═════ Material shown

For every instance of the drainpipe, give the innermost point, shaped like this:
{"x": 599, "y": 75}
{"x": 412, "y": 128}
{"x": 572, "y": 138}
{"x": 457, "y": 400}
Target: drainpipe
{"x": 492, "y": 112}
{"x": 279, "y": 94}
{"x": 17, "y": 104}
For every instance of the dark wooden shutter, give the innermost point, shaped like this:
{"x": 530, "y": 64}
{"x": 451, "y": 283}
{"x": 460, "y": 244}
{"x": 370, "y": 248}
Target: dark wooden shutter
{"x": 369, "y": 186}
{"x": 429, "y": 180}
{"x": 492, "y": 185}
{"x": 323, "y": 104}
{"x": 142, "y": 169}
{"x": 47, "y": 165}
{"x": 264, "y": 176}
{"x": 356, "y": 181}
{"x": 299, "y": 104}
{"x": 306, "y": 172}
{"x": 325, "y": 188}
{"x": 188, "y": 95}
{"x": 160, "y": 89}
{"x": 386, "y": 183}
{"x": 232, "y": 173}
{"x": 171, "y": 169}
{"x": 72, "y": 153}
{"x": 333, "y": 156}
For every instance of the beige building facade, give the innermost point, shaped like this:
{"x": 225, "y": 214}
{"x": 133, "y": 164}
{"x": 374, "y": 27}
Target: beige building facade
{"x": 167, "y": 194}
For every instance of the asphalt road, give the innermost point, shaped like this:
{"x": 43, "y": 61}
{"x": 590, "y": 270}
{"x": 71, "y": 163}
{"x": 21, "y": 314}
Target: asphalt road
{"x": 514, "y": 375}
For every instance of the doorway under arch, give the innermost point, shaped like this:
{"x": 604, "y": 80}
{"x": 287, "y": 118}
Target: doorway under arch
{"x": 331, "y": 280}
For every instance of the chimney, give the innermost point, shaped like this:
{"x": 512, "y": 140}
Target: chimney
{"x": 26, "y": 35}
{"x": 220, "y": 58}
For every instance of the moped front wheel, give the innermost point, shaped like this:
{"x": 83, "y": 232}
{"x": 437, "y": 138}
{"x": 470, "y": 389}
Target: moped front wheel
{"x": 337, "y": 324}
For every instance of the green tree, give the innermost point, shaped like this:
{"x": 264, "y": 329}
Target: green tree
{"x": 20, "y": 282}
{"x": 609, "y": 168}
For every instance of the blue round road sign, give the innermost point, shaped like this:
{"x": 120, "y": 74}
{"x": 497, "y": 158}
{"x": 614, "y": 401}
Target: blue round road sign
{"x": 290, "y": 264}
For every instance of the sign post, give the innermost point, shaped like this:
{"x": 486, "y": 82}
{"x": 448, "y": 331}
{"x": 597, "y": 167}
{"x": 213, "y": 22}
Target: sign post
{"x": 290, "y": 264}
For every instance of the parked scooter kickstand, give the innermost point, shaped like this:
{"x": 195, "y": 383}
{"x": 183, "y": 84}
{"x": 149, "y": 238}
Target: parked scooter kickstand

══════════

# [Your task]
Copy all the records above exactly, missing none.

# [Solution for this exercise]
For every instance of the drainpipe, give the innermost point, shaped like this:
{"x": 599, "y": 75}
{"x": 412, "y": 128}
{"x": 572, "y": 138}
{"x": 457, "y": 400}
Target: drainpipe
{"x": 492, "y": 112}
{"x": 279, "y": 94}
{"x": 17, "y": 104}
For every instance of the dark wooden shutter, give the innermost point, shaped like this:
{"x": 530, "y": 64}
{"x": 451, "y": 283}
{"x": 460, "y": 244}
{"x": 370, "y": 248}
Target: dark wooden shutter
{"x": 369, "y": 186}
{"x": 429, "y": 180}
{"x": 492, "y": 185}
{"x": 323, "y": 104}
{"x": 142, "y": 169}
{"x": 47, "y": 165}
{"x": 264, "y": 176}
{"x": 356, "y": 181}
{"x": 299, "y": 104}
{"x": 306, "y": 172}
{"x": 325, "y": 188}
{"x": 188, "y": 95}
{"x": 160, "y": 89}
{"x": 386, "y": 183}
{"x": 232, "y": 173}
{"x": 171, "y": 169}
{"x": 72, "y": 153}
{"x": 333, "y": 156}
For every instance of the beige building facade, give the innermost point, shaped like this:
{"x": 225, "y": 214}
{"x": 133, "y": 164}
{"x": 374, "y": 27}
Target: beige building facade
{"x": 167, "y": 194}
For every instance of the asphalt road, give the innermost point, shaped like this:
{"x": 43, "y": 61}
{"x": 590, "y": 270}
{"x": 71, "y": 163}
{"x": 21, "y": 314}
Target: asphalt road
{"x": 514, "y": 375}
For every instance of the doorway under arch, give the innermost point, shaped like this:
{"x": 604, "y": 80}
{"x": 287, "y": 118}
Target: doorway under arch
{"x": 331, "y": 280}
For every instance of the chimney, give the innermost point, shaped like this:
{"x": 512, "y": 140}
Target: chimney
{"x": 26, "y": 35}
{"x": 220, "y": 58}
For every instance of the moped front wheel, give the innermost point, shaped like this:
{"x": 83, "y": 232}
{"x": 437, "y": 138}
{"x": 470, "y": 389}
Target: moped front wheel
{"x": 337, "y": 324}
For every instance of the green tree, give the innermost point, shaped like this:
{"x": 264, "y": 329}
Target: green tree
{"x": 20, "y": 282}
{"x": 609, "y": 168}
For every instance of the blue round road sign, give the innermost point, shaped like this:
{"x": 120, "y": 74}
{"x": 497, "y": 158}
{"x": 614, "y": 401}
Target: blue round road sign
{"x": 290, "y": 264}
For every instance of the sign post, give the innermost point, shaped like this:
{"x": 486, "y": 82}
{"x": 448, "y": 331}
{"x": 597, "y": 167}
{"x": 213, "y": 22}
Target: sign post
{"x": 290, "y": 264}
For every instance of the parked scooter kickstand, give the innermost point, shaped like this:
{"x": 195, "y": 383}
{"x": 183, "y": 84}
{"x": 149, "y": 238}
Target: parked scooter kickstand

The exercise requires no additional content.